§ **Work to do**
Reproduce the following lines verbatim, without altering any wording, punctuation, or spacing.

--- Start Provided data ---

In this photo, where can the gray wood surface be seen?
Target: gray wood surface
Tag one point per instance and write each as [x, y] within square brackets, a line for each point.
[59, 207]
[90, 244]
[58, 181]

--- End Provided data ---

§ **Worked solution**
In this photo, where can the gray wood surface be seen?
Target: gray wood surface
Tag one point per instance and write each as [x, y] within square brackets, a line for each point.
[59, 207]
[90, 244]
[58, 181]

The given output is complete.